> [SUPPLIED RECORDS]
══════════════════════════════

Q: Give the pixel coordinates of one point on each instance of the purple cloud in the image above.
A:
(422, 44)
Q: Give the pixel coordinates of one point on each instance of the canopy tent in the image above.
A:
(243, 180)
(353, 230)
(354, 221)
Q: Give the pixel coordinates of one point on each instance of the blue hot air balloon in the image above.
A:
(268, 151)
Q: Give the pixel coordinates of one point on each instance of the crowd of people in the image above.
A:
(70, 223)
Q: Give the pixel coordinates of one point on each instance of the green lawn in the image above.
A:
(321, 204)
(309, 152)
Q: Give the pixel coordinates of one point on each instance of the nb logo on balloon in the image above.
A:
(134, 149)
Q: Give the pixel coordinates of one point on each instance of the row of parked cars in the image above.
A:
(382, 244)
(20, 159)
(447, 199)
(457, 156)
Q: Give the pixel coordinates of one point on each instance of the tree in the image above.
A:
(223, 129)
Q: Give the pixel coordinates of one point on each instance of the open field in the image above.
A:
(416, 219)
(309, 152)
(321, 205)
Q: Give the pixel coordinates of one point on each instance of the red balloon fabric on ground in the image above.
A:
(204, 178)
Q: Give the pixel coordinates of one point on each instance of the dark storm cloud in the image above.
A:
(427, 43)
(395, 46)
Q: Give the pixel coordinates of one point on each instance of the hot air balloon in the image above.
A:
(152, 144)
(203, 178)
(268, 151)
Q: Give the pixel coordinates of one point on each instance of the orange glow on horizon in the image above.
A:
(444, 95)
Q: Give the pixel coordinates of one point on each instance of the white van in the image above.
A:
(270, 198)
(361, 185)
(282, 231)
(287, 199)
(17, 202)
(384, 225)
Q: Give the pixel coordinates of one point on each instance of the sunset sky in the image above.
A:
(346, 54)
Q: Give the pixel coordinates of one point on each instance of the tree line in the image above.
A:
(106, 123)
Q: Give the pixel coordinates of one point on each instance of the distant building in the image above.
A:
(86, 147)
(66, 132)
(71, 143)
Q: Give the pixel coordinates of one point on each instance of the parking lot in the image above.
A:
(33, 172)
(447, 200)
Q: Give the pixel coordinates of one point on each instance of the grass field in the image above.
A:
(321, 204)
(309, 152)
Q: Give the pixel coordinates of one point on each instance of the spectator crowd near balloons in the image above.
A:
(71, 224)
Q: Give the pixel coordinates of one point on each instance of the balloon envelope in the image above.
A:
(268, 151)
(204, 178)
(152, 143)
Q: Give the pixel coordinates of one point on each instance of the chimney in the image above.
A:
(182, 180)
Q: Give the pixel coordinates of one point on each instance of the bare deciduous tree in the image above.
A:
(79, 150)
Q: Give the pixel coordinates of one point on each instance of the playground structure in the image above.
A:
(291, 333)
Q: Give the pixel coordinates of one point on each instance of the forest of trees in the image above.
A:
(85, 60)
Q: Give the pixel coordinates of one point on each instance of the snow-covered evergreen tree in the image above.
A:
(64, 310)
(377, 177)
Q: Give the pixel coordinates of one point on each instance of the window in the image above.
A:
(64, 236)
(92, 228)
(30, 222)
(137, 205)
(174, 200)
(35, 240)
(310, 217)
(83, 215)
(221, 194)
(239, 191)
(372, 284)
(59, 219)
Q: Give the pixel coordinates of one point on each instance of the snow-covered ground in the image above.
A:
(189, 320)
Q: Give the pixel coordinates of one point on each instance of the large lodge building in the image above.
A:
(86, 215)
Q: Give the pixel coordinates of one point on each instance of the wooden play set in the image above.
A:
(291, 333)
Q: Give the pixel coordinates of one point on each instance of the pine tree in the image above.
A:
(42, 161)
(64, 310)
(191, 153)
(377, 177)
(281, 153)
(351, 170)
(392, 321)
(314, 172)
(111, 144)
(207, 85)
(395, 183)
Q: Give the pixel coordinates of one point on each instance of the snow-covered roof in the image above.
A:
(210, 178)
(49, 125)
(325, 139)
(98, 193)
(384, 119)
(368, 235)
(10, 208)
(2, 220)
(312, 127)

══════════════════════════════

For each line of the listing that holds the word "crowd", show that line.

> [SOLVED PROBLEM]
Q: Give the pixel coordinates of one point on each instance of the crowd of people in the image above.
Q: Give the pixel coordinates of one point on each instance of the spectator crowd near balloons in the image above.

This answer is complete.